CLOVES syndrome community: What are human induced pluripotent stem cells (hiPSCs)?
CLOVES syndrome is a type of genetic disease linked to a mutation of the PIK3CA gene, which causes tissue overgrowth and blood vessel irregularity. The mission of CLOVES Syndrome Community (CSC) is to support, educate, empower and improve the lives of those affected by CLOVES syndrome. The research uses human induced pluripotent stem cells (hiPSCs) to help expand the range of available treatments for CLOVES syndrome.
Kristen Davis founded CLOVES Syndrome Community in 2009, after her daughter Riley was diagnosed with CLOVES. At that time, no organization existed to support families and people living with this rare disease. CSC became a non-profit organization in July 2011. Kristen is a seasoned Executive Director of a global, patient-led advocacy organization with over twenty years of experience in social services and non-profit leadership.

• Records provided:
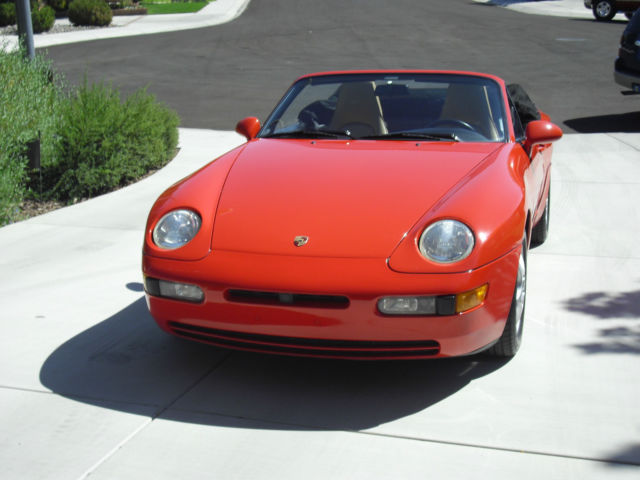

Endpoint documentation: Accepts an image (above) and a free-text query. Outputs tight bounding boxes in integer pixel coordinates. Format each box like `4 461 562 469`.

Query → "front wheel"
593 0 616 22
487 237 527 357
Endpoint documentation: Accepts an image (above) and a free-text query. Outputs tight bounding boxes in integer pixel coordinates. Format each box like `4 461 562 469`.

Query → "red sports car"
143 71 562 359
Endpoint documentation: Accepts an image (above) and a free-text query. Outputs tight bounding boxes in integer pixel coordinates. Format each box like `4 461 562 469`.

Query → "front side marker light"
456 283 489 313
378 297 436 315
145 277 204 303
378 284 489 316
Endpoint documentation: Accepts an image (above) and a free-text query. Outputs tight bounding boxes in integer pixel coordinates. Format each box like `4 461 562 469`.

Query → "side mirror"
236 117 260 140
523 120 562 155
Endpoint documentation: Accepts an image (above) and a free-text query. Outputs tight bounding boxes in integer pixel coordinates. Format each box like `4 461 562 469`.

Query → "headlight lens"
153 210 202 250
419 220 475 263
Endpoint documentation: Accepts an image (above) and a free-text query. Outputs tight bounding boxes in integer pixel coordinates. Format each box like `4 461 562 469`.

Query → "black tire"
592 0 616 22
486 237 528 357
531 185 551 247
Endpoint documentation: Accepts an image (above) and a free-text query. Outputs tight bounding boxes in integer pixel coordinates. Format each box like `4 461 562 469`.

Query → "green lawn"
140 1 209 15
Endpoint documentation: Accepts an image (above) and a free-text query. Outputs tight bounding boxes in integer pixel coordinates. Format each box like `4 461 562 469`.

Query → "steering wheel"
429 118 476 132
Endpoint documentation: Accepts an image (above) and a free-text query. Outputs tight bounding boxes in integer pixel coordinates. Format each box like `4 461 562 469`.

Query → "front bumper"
143 248 519 359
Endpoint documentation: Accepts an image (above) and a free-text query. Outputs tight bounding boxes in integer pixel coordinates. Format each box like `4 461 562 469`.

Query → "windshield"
258 73 507 142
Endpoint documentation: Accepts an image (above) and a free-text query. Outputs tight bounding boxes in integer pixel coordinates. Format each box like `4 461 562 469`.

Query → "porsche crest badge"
293 235 309 247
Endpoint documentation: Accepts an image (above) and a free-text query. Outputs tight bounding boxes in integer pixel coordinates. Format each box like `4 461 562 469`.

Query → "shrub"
31 6 56 33
42 81 179 201
47 0 67 12
67 0 113 27
0 3 17 27
0 49 61 225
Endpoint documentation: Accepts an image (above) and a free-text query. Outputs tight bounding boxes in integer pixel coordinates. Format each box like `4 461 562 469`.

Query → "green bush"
0 3 17 27
0 49 61 225
31 6 56 33
67 0 113 27
42 81 179 201
46 0 68 12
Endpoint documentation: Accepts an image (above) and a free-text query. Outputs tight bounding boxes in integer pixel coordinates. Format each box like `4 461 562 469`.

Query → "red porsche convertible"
143 71 562 359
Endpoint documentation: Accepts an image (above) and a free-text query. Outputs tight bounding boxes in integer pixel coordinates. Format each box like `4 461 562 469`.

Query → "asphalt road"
42 0 640 133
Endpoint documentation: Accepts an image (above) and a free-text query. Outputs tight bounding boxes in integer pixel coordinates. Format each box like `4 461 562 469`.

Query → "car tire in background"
486 235 528 357
593 0 616 22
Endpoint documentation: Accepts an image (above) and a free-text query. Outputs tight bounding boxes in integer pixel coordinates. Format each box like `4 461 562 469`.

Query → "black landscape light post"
16 0 36 60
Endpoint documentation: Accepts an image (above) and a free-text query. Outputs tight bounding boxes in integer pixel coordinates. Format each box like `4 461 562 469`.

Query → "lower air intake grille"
169 322 440 359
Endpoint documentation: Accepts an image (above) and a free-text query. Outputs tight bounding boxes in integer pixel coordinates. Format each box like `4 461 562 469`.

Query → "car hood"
211 139 500 258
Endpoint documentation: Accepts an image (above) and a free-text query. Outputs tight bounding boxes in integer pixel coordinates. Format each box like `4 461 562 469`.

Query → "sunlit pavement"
0 0 640 480
0 130 640 479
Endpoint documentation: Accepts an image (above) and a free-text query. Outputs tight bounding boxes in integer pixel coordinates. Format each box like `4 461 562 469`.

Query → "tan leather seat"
440 83 498 140
329 82 388 137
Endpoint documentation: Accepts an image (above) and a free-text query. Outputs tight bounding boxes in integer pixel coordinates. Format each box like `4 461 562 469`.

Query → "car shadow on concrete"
564 290 640 355
40 286 507 430
564 112 640 133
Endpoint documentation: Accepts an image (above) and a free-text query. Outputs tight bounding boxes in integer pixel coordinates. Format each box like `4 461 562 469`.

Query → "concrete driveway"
0 130 640 480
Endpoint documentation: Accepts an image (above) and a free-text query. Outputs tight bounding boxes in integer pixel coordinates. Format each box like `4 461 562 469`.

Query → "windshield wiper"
262 130 353 138
359 132 460 142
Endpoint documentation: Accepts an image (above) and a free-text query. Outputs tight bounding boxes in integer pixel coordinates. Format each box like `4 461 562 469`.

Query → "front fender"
143 145 244 260
388 143 529 273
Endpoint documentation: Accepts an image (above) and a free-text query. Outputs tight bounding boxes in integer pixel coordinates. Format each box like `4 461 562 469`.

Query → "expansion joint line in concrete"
73 352 231 480
354 431 640 467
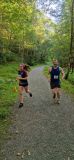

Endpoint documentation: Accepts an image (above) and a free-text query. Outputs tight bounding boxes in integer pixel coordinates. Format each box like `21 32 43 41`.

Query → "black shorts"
19 81 28 87
50 82 61 89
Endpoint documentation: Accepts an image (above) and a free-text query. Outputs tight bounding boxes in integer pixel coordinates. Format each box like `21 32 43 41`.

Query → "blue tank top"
50 67 60 84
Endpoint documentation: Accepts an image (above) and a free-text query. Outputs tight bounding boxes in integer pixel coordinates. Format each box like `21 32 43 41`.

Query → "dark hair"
23 64 30 71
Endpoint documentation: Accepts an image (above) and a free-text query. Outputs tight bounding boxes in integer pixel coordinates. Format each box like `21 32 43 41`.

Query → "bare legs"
52 88 60 103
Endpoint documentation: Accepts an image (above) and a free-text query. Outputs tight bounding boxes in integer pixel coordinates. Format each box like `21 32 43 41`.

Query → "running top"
50 67 60 85
18 71 27 84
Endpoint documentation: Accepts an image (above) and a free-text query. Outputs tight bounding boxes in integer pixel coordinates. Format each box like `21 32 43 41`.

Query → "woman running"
49 59 65 104
17 64 32 108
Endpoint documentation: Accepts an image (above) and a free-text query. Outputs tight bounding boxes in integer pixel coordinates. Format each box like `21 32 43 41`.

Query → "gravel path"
0 67 74 160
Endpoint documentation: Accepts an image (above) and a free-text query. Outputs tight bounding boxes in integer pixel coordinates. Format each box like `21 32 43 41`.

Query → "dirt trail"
0 67 74 160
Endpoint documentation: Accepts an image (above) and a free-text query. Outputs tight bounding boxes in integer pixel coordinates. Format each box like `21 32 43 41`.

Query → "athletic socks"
19 103 23 108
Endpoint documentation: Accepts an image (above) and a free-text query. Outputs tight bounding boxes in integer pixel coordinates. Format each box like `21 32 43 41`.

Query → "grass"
0 63 18 119
44 66 74 94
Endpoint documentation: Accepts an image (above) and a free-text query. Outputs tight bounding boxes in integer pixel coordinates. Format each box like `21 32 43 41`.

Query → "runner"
49 59 65 104
17 64 32 108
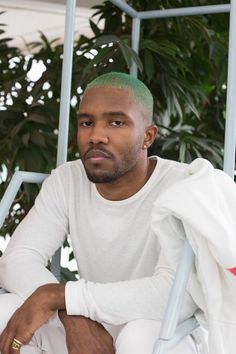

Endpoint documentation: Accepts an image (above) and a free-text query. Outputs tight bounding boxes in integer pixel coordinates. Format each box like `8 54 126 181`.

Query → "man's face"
77 87 148 183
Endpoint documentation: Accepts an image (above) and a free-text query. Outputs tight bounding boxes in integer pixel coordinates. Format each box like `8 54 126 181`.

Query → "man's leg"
0 293 23 333
20 324 68 354
115 320 199 354
0 293 68 354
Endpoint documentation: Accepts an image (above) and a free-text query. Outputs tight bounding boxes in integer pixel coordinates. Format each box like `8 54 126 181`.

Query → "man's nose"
89 126 109 145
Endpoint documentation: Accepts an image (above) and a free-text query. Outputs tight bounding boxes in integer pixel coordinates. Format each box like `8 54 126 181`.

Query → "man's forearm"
35 284 66 311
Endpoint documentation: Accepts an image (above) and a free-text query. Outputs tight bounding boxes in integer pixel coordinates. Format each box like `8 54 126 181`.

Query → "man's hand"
58 311 115 354
0 284 65 354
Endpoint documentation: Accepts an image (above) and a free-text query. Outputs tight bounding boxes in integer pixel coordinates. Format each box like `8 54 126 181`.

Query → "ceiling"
0 0 103 51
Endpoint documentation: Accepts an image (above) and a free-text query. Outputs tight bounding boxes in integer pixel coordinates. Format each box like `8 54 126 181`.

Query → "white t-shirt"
0 156 196 325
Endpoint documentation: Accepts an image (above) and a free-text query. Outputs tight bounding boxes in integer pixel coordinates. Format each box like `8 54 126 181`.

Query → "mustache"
84 147 113 159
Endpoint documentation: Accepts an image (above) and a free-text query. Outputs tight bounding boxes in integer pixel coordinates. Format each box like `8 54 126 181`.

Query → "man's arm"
0 284 114 354
58 310 115 354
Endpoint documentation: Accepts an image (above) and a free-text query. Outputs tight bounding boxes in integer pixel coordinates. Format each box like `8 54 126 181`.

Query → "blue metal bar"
110 0 138 17
0 171 48 227
57 0 76 166
138 4 230 20
153 240 194 354
51 0 76 280
130 17 141 77
224 0 236 178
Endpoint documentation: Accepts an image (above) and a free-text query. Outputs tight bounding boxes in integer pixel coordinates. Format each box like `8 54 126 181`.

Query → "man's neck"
96 159 157 201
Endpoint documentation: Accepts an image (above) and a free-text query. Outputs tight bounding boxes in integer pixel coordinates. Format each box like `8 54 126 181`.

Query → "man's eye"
80 121 92 127
111 120 124 127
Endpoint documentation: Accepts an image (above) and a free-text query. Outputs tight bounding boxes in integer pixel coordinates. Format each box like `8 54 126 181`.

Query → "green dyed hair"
85 72 153 123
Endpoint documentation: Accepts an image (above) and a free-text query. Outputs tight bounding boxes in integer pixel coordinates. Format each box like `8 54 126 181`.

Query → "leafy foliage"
0 0 229 272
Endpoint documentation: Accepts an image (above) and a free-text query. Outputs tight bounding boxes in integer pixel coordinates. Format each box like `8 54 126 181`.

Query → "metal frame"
0 0 236 354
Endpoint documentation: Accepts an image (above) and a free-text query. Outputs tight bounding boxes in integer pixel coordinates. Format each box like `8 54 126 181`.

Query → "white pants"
0 294 207 354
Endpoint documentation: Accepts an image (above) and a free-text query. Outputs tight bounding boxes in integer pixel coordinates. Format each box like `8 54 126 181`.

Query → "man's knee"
115 320 160 354
0 294 23 333
115 320 198 354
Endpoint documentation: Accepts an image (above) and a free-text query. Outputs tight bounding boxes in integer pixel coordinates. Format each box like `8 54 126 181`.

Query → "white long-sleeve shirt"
0 157 196 325
152 159 236 354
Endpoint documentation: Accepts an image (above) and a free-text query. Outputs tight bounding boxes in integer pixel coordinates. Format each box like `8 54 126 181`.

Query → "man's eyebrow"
103 111 127 117
77 113 93 119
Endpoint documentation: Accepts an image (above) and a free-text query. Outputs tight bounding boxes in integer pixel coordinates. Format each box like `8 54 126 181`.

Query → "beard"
82 147 141 184
84 166 127 184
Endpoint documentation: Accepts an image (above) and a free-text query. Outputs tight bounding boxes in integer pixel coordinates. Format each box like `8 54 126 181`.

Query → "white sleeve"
0 167 68 299
65 218 197 325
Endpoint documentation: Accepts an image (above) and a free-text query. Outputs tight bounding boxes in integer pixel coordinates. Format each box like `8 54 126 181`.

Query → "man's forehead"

• Task details:
According to the CLOVES Syndrome Community text, when did CSC become a non-profit organization?

• Answer section:
In July 2011.